BRIEF –
Each entry must appear in the answer exactly as it does here.

RECORDS FOR THE EXERCISE –
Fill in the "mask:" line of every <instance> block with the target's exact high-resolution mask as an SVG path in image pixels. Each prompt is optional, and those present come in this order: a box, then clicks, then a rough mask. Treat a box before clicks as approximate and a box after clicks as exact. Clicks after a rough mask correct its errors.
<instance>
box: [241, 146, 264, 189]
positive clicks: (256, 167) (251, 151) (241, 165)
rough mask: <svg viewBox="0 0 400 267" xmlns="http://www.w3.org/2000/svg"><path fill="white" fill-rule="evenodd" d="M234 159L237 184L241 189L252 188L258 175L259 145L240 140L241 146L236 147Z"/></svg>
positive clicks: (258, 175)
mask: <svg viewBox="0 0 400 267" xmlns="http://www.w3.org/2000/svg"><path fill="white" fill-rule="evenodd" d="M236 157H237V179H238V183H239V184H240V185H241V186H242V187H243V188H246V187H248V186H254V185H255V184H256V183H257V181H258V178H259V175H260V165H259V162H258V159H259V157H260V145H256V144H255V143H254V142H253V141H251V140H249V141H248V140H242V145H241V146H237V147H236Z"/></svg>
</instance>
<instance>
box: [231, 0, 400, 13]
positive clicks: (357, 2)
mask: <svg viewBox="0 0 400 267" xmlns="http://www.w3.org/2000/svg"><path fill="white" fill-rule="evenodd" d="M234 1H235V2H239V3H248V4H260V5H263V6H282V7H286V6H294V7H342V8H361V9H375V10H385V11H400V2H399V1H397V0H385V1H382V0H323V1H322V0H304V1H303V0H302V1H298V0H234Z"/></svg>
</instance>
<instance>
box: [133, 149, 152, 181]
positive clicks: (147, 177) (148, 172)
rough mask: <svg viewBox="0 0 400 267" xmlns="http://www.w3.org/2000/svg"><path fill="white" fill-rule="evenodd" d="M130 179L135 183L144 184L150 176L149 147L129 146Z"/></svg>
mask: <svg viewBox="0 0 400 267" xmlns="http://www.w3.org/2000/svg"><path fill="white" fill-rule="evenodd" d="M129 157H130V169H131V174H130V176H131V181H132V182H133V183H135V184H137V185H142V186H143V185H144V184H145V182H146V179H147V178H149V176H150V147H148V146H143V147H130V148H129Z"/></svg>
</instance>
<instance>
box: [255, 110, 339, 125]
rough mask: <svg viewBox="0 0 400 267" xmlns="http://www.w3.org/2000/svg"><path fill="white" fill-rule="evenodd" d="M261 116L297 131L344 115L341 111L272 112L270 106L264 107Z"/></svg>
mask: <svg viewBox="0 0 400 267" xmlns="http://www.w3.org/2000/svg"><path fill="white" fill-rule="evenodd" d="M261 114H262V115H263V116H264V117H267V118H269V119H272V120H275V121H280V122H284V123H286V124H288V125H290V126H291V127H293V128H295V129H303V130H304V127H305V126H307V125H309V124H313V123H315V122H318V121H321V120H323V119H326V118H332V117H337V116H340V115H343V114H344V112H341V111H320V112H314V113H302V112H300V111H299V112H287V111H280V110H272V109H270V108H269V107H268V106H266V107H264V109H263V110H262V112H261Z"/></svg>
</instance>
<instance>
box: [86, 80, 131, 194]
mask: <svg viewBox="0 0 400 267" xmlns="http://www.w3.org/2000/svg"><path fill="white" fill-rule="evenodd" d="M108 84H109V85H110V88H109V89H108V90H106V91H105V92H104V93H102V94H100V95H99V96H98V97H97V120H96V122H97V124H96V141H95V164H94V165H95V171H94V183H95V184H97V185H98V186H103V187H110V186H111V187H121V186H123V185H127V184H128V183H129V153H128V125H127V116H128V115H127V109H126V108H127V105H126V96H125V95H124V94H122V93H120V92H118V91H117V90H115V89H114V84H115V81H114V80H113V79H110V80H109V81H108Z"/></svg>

ANSWER TO THIS EXERCISE –
Fill in the "mask:" line of every <instance> block with the target's exact high-resolution mask as an SVG path in image pixels. Each prompt is optional, and those present come in this order: a box, then clicks, then a rough mask. Treat a box before clicks as approximate and a box after clicks as exact. Clicks after a rough mask correct its errors.
<instance>
box: [241, 146, 264, 189]
positive clicks: (256, 167) (251, 151) (241, 165)
rough mask: <svg viewBox="0 0 400 267" xmlns="http://www.w3.org/2000/svg"><path fill="white" fill-rule="evenodd" d="M234 159L237 184L241 189L252 188L258 175L259 145L240 140L241 146L236 147Z"/></svg>
positive clicks: (258, 175)
mask: <svg viewBox="0 0 400 267" xmlns="http://www.w3.org/2000/svg"><path fill="white" fill-rule="evenodd" d="M236 157H237V179H238V183H239V184H240V185H241V186H242V187H243V188H246V187H248V186H254V185H255V184H256V183H257V181H258V178H259V175H260V165H259V162H258V159H259V157H260V145H256V144H255V143H254V142H253V141H251V140H249V141H248V140H242V145H241V146H237V147H236Z"/></svg>
</instance>
<instance>
box: [231, 0, 400, 13]
positive clicks: (357, 2)
mask: <svg viewBox="0 0 400 267" xmlns="http://www.w3.org/2000/svg"><path fill="white" fill-rule="evenodd" d="M234 1H235V2H239V3H248V4H260V5H263V6H282V7H286V6H294V7H342V8H361V9H375V10H385V11H400V2H399V1H397V0H385V1H382V0H323V1H322V0H304V1H303V0H302V1H298V0H234Z"/></svg>
</instance>
<instance>
box: [133, 149, 152, 181]
positive clicks: (147, 177) (148, 172)
rough mask: <svg viewBox="0 0 400 267" xmlns="http://www.w3.org/2000/svg"><path fill="white" fill-rule="evenodd" d="M130 179L135 183L144 184L150 176L149 147L129 146Z"/></svg>
mask: <svg viewBox="0 0 400 267" xmlns="http://www.w3.org/2000/svg"><path fill="white" fill-rule="evenodd" d="M129 157H130V169H131V174H130V176H131V181H132V182H133V183H135V184H137V185H142V186H143V185H144V184H145V182H146V179H147V178H149V176H150V147H148V146H143V147H130V148H129Z"/></svg>
</instance>
<instance>
box: [255, 110, 339, 125]
rough mask: <svg viewBox="0 0 400 267" xmlns="http://www.w3.org/2000/svg"><path fill="white" fill-rule="evenodd" d="M261 116L297 131L344 115L341 111L272 112L270 106L264 107Z"/></svg>
mask: <svg viewBox="0 0 400 267" xmlns="http://www.w3.org/2000/svg"><path fill="white" fill-rule="evenodd" d="M261 114H262V115H263V116H264V117H267V118H269V119H272V120H275V121H280V122H284V123H286V124H288V125H290V126H291V127H293V128H295V129H303V130H304V127H305V126H307V125H309V124H313V123H315V122H318V121H321V120H323V119H326V118H332V117H337V116H340V115H343V114H344V112H341V111H320V112H314V113H302V112H300V111H299V112H287V111H280V110H272V109H270V108H269V107H268V106H266V107H264V109H263V110H262V112H261Z"/></svg>
</instance>
<instance>
box: [86, 80, 131, 194]
mask: <svg viewBox="0 0 400 267" xmlns="http://www.w3.org/2000/svg"><path fill="white" fill-rule="evenodd" d="M108 84H109V85H110V88H109V89H108V90H106V91H105V92H104V93H102V94H100V95H99V96H98V97H97V120H96V122H97V124H96V141H95V164H94V165H95V171H94V183H95V184H97V185H98V186H103V187H110V186H111V187H121V186H123V185H127V184H128V183H129V153H128V125H127V116H128V115H127V109H126V108H127V105H126V96H125V95H124V94H122V93H120V92H118V91H117V90H115V89H114V84H115V81H114V80H113V79H110V80H109V81H108Z"/></svg>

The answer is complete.